**Selection**
Helpful People: Ryan Petroff

It’s rare you get help from someone who asks for little in return. Ryan Petroff is one of those people.

I express my gratitude for the many times he has assisted me with my projects.

More than just a person to bounce ideas off of (though great at that), he was instrumental in my earliest days of programming.

Before I had even known that I wanted to pursue data science & automation, the gears had already been set in motion thanks to his help.

I was in university when I found myself in a pickle. I was doing an elective for a 3rd year Geography class, and had asked the professor the easiest way to make a Cartogram.

I am a fan of geographic visualizations, and this was one I wanted to create. The professor said that as a non-geography major, I shouldn’t worry about such difficult tasks. That this was above what I was capable of.

So naturally, I had to create one.

I knew I had the potential to pull off this project, but was without the basic technological literacy to get started.

That professor did not expect someone like Ryan Petroff. An educator who will not only help someone out of generosity, but also inspire them while doing so.

**Short problem 1**
Count the lines in the records below that contain the string "wheel", treating case as significant, and give only the number.

**Supplied records**
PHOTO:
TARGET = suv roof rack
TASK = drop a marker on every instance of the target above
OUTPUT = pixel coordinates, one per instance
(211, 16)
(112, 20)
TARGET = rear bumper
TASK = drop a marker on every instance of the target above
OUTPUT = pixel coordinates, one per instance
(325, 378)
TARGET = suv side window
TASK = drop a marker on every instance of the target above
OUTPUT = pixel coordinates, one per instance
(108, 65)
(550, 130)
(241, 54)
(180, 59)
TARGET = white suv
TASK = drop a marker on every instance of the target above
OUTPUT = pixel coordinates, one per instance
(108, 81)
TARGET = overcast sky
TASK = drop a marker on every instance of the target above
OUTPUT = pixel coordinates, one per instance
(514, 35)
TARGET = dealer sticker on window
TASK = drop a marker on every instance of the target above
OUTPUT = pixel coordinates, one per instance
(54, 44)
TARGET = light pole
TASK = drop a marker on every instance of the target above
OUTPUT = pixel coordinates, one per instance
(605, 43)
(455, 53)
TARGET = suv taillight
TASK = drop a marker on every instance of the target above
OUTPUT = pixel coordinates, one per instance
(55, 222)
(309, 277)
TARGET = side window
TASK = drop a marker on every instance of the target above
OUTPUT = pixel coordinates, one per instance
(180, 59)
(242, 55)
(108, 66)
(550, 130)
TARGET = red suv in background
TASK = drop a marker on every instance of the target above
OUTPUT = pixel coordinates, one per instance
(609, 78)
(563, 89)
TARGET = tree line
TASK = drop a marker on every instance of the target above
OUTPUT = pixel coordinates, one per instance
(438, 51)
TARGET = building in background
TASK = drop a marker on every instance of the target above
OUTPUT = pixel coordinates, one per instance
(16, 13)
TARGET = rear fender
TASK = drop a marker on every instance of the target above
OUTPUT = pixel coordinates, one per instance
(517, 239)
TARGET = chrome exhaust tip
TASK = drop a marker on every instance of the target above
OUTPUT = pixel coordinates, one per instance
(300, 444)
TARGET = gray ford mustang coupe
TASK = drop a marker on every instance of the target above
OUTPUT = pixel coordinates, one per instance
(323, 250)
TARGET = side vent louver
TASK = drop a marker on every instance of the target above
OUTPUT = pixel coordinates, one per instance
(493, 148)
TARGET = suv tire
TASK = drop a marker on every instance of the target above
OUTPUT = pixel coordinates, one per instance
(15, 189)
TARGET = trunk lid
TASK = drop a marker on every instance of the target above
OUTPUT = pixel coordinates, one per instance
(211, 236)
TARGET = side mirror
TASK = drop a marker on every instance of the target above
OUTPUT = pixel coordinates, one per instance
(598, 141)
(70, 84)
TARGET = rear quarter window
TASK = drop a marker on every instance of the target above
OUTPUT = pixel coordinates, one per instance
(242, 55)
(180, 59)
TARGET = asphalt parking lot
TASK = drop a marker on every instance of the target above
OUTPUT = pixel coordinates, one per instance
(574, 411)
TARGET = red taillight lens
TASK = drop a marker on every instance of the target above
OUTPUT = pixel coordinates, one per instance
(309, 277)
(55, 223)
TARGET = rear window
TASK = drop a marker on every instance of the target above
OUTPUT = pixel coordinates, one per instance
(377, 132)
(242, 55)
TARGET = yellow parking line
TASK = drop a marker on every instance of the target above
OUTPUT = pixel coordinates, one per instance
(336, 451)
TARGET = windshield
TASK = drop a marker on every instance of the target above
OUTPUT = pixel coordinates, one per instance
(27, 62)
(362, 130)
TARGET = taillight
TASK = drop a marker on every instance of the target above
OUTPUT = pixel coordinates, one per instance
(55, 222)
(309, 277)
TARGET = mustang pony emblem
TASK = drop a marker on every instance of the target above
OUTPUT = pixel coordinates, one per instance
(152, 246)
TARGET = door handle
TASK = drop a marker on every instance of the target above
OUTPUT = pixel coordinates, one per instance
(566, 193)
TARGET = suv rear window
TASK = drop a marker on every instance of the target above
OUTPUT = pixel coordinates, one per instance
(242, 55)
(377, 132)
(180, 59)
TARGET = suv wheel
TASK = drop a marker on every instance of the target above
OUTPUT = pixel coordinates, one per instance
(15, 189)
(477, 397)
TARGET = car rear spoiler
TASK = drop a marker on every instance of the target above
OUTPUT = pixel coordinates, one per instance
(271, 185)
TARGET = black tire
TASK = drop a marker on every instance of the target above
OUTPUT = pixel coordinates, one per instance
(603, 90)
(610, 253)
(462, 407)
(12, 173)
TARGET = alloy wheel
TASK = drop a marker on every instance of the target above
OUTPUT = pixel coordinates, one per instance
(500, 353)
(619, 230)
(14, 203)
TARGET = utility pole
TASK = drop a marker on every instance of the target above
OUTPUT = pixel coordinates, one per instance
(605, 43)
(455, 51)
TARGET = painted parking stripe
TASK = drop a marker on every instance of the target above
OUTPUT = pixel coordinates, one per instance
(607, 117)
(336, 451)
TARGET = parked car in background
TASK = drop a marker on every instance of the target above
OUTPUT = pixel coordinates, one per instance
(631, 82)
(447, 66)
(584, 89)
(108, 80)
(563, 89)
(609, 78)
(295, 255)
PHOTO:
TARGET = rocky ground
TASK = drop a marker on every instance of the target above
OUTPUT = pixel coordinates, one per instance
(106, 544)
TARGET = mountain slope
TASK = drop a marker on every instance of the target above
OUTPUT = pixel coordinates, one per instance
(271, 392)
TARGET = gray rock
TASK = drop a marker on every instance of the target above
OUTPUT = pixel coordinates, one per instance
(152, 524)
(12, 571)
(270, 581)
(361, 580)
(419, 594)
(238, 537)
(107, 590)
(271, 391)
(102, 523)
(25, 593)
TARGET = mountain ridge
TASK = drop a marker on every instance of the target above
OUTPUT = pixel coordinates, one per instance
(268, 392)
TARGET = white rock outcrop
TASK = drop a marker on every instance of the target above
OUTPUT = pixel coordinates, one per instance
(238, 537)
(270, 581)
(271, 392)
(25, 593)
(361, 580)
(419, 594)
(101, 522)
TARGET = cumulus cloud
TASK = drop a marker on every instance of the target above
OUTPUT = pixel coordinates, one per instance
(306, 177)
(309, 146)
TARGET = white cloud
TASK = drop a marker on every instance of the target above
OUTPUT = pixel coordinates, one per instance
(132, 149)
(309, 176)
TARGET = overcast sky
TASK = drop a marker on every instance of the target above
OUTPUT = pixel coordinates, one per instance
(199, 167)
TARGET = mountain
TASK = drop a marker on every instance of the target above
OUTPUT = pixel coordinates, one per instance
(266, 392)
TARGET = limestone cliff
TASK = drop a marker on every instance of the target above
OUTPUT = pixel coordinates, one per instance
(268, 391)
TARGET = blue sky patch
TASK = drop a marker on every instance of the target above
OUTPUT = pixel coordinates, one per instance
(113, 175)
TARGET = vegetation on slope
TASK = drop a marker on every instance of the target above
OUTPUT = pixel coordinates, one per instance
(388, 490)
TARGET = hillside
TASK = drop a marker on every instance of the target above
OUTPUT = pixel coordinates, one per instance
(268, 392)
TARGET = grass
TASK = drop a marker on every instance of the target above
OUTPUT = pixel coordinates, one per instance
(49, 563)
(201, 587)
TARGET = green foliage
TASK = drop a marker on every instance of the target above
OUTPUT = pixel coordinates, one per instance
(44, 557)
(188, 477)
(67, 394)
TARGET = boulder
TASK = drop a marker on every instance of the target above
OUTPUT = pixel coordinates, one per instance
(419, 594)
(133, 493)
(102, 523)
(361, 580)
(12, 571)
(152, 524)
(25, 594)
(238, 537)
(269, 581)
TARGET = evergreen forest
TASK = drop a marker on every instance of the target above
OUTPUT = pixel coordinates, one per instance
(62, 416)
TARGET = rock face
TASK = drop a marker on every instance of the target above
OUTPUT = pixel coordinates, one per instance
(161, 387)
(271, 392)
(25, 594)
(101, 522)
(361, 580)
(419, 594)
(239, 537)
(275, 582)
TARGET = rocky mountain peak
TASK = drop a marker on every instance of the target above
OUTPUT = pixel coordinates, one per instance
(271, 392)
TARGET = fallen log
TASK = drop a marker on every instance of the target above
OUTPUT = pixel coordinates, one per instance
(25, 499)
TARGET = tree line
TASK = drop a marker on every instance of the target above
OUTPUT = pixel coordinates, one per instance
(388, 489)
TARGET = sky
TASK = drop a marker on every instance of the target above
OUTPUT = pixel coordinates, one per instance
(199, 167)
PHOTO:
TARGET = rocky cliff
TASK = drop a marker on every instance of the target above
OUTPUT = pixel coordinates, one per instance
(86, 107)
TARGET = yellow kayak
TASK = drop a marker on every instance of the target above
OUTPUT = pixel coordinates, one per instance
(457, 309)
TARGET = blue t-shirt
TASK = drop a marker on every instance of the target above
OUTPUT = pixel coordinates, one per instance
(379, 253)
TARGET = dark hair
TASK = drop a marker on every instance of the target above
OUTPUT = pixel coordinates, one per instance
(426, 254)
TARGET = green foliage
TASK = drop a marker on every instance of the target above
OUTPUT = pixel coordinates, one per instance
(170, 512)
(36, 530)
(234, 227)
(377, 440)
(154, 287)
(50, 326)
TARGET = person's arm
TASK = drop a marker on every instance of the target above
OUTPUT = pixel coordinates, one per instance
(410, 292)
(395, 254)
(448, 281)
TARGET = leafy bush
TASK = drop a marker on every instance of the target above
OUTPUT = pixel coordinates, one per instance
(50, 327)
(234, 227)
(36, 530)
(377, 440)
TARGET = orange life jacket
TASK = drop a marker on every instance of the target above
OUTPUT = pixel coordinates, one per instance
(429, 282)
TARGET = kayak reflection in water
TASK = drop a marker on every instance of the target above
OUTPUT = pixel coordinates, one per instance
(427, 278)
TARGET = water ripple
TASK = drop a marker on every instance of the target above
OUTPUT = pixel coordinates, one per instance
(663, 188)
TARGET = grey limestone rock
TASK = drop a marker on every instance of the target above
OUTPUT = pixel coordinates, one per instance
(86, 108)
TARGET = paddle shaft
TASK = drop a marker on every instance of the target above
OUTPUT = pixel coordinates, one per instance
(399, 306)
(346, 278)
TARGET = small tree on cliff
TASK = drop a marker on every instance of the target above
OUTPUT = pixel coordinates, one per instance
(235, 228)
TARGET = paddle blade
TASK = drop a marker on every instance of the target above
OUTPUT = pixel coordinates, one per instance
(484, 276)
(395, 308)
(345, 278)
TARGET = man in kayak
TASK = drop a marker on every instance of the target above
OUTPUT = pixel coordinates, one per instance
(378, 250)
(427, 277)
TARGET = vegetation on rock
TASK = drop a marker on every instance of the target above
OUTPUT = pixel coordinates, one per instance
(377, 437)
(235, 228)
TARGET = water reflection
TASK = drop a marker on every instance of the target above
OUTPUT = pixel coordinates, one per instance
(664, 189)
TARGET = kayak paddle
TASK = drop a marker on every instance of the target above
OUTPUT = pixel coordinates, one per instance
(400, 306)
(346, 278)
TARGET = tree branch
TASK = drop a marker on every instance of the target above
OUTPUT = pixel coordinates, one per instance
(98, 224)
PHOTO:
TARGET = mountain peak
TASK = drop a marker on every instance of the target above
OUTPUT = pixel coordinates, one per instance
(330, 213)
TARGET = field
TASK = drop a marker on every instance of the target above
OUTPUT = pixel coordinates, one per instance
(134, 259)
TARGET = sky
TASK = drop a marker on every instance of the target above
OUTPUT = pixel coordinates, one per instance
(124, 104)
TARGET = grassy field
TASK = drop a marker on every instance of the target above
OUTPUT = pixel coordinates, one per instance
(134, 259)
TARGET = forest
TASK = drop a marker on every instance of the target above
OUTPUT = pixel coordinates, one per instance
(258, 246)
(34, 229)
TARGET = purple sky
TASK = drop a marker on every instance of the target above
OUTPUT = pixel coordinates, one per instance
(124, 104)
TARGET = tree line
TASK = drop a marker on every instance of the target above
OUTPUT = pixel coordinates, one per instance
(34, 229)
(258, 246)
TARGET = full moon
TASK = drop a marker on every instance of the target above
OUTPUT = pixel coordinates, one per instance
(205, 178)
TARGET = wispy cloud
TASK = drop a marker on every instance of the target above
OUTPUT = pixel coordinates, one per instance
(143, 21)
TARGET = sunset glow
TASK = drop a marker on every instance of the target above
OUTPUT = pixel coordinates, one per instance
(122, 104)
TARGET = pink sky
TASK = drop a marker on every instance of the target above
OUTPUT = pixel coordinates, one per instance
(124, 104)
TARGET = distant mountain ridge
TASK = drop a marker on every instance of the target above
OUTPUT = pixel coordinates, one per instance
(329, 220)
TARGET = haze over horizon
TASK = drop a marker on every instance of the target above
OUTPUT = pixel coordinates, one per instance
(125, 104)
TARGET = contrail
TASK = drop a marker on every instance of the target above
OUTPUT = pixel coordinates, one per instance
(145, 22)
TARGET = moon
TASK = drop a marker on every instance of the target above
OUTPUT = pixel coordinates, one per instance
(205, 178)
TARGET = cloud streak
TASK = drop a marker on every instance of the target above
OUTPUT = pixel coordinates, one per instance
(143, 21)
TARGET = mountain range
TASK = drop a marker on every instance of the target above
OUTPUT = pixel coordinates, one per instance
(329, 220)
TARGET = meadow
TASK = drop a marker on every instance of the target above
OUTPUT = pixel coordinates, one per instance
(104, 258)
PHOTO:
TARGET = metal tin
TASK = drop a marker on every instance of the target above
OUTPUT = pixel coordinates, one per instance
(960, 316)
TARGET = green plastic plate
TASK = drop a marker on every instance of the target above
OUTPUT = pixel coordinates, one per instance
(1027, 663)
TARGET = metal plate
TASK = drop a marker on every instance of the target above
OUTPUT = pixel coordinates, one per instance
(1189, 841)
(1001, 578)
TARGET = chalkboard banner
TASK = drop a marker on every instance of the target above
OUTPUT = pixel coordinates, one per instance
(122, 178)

**Short problem 2**
Using the piece about Ryan Petroff, answer the following:
(a) In what class was the writer taking an elective?
(b) What did the writer ask the professor about?
(c) Which fields did the writer later want to pursue?

**Correct response 1**
2

**Correct response 2**
(a) A 3rd year Geography class.
(b) The easiest way to make a Cartogram.
(c) Data science and automation.